> [Task statement] Transcribe the entries below exactly; leave every image out.

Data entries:
=======
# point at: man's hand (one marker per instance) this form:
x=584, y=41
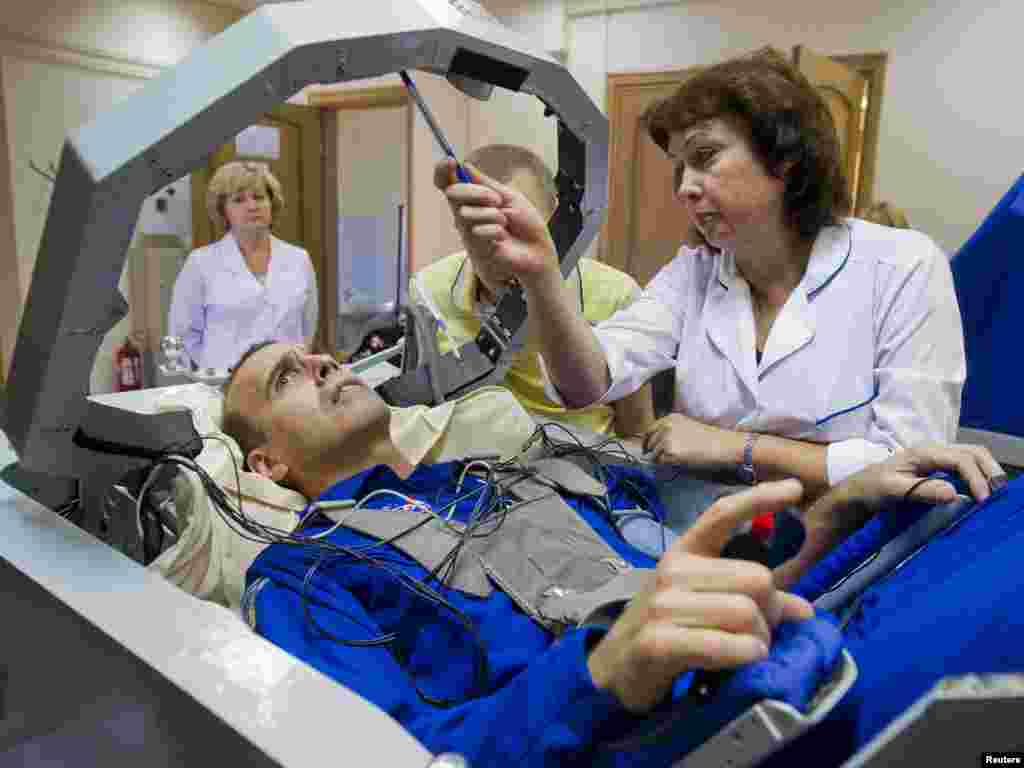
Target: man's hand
x=698, y=610
x=500, y=226
x=848, y=506
x=679, y=439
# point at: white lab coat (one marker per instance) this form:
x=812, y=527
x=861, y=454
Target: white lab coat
x=219, y=307
x=866, y=355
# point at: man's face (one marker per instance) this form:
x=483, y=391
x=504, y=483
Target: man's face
x=317, y=415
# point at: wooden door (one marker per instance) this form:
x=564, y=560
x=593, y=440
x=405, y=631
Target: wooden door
x=645, y=224
x=299, y=168
x=846, y=91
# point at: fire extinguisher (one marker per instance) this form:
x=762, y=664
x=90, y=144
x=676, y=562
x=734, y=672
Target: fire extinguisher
x=128, y=367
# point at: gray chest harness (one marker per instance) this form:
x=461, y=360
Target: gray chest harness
x=544, y=556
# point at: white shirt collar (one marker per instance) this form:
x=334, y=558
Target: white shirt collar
x=829, y=253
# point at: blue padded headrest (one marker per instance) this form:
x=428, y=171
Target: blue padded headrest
x=989, y=284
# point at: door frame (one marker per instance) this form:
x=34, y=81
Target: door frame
x=331, y=100
x=872, y=68
x=622, y=147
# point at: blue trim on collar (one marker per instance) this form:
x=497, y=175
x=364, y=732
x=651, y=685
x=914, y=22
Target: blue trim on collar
x=849, y=250
x=819, y=422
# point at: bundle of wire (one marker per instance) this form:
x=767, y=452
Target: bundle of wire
x=491, y=509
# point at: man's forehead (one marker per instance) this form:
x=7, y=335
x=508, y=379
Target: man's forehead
x=526, y=182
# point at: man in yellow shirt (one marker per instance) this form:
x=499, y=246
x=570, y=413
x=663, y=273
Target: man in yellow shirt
x=459, y=291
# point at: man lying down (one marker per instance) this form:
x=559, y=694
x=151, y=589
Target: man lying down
x=514, y=676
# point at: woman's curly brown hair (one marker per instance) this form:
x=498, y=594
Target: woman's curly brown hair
x=786, y=122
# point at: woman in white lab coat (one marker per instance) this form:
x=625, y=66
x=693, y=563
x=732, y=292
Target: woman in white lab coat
x=805, y=343
x=248, y=286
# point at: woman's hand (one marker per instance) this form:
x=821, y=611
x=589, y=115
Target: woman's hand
x=679, y=439
x=500, y=225
x=848, y=506
x=896, y=476
x=698, y=610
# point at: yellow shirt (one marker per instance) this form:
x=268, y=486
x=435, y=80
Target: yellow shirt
x=449, y=289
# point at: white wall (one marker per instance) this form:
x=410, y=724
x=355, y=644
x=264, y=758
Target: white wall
x=61, y=62
x=951, y=117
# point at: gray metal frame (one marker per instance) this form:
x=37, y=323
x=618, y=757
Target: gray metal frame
x=177, y=120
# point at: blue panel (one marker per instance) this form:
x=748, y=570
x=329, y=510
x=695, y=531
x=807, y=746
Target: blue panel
x=988, y=286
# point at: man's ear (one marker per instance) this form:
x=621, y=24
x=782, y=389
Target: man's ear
x=262, y=463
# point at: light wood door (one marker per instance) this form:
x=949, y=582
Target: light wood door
x=645, y=224
x=846, y=91
x=299, y=168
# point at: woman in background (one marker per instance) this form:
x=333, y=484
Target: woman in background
x=248, y=286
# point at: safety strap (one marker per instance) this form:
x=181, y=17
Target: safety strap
x=486, y=358
x=544, y=556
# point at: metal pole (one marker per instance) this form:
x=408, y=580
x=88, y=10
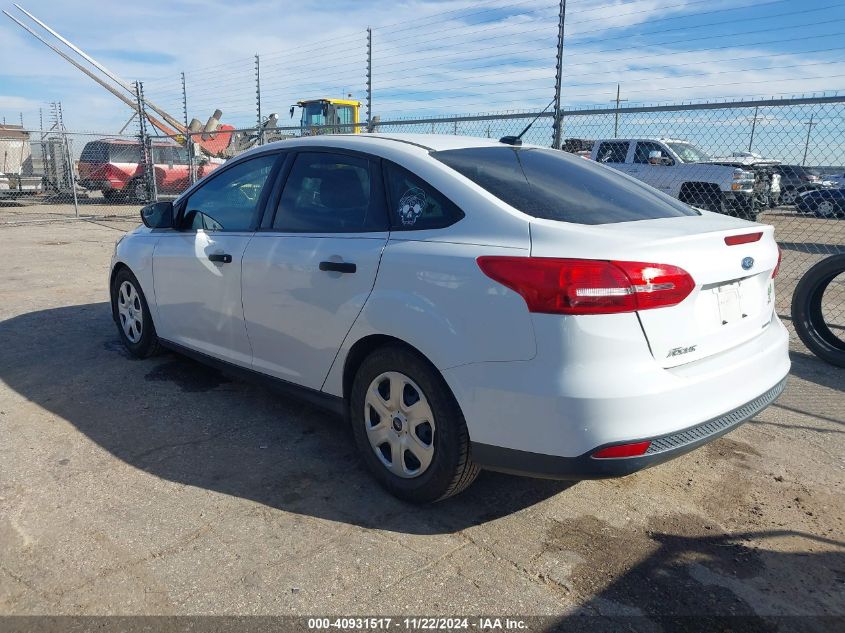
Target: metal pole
x=369, y=79
x=150, y=193
x=558, y=122
x=809, y=125
x=61, y=120
x=258, y=99
x=189, y=139
x=753, y=127
x=616, y=114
=======
> [Reply to the task]
# point at: man's hand (one marker per instance) this form:
x=584, y=41
Target: man's hand
x=698, y=610
x=500, y=226
x=848, y=506
x=679, y=439
# point at: white lab coat (one marker per instance) this form:
x=812, y=527
x=861, y=454
Target: white lab coat
x=219, y=307
x=866, y=355
# point at: man's face (one marker per instance) this form:
x=483, y=391
x=504, y=483
Target: man's face
x=317, y=415
# point at: wooden door (one marker per instance) this form:
x=564, y=560
x=593, y=440
x=405, y=631
Target: wooden door
x=645, y=224
x=299, y=168
x=846, y=91
# point at: fire extinguisher (one marker per instance) this form:
x=762, y=664
x=90, y=144
x=676, y=562
x=734, y=672
Target: fire extinguisher
x=128, y=367
# point at: gray chest harness (one marker per instance) this form:
x=461, y=360
Target: gray chest harness
x=544, y=556
# point at: white shirt collar (one marker per instance) this form:
x=334, y=558
Target: white shirt collar
x=829, y=253
# point at: blue padded headrest (one marker per instance) this form:
x=428, y=171
Target: blue padded headrest
x=989, y=284
# point at: door frame (one marker per instance) this form:
x=34, y=81
Target: door frame
x=331, y=100
x=872, y=68
x=622, y=147
# point at: blue trim on collar (one marker per instance) this form:
x=497, y=175
x=364, y=732
x=651, y=685
x=914, y=22
Target: blue trim on collar
x=849, y=250
x=819, y=422
# point at: bundle of wire (one marker per instance) this form:
x=767, y=452
Target: bundle of wire
x=491, y=509
# point at: man's forehead (one marker per instance) this form:
x=7, y=335
x=508, y=379
Target: man's forehead
x=526, y=182
# point at: man in yellow shirt (one marker per instance) this form:
x=499, y=246
x=570, y=413
x=663, y=273
Target: man in yellow shirt
x=459, y=291
# point at: man lying down (one marker per instance) this form:
x=559, y=694
x=151, y=589
Target: man lying down
x=514, y=676
# point at: woman's curly brown hair (one marker per instance) this form:
x=498, y=594
Target: woman's curly brown hair
x=786, y=122
# point at: woman in white lab coat (one marker per instance) this form:
x=625, y=66
x=693, y=563
x=732, y=292
Target: woman in white lab coat
x=805, y=343
x=248, y=286
# point at: woman's hand (one marker per instance) this form:
x=821, y=611
x=589, y=115
Target: woman's hand
x=679, y=439
x=500, y=225
x=848, y=506
x=896, y=476
x=698, y=610
# point at: yellow shirt (one marker per instance) this form:
x=268, y=486
x=435, y=80
Target: yellow shirt
x=449, y=289
# point at: white wall (one marker per instance) this form:
x=410, y=724
x=355, y=644
x=264, y=758
Target: white wall
x=61, y=62
x=951, y=117
# point at: gray metal frame (one marker per instance) this form:
x=37, y=323
x=618, y=757
Target: gray metal frame
x=177, y=120
# point at: blue panel (one marker per instance) this form:
x=748, y=570
x=329, y=510
x=695, y=531
x=807, y=746
Target: blue panel
x=988, y=286
# point at: man's ear (one marker per instance) this form:
x=621, y=24
x=782, y=389
Target: man's ear
x=262, y=463
# point at: light wood door (one marker per instance) this form:
x=949, y=582
Target: light wood door
x=645, y=224
x=846, y=91
x=299, y=168
# point at: woman in background (one marker per instance) this form:
x=333, y=484
Target: woman in background
x=248, y=286
# point at: safety strap (one marker per instance) this form:
x=181, y=17
Target: safety strap
x=486, y=358
x=544, y=556
# point at: metal pole (one marker per instance) this form:
x=408, y=580
x=88, y=10
Target: metal pole
x=369, y=79
x=150, y=193
x=558, y=122
x=809, y=125
x=61, y=120
x=258, y=99
x=189, y=139
x=753, y=127
x=616, y=114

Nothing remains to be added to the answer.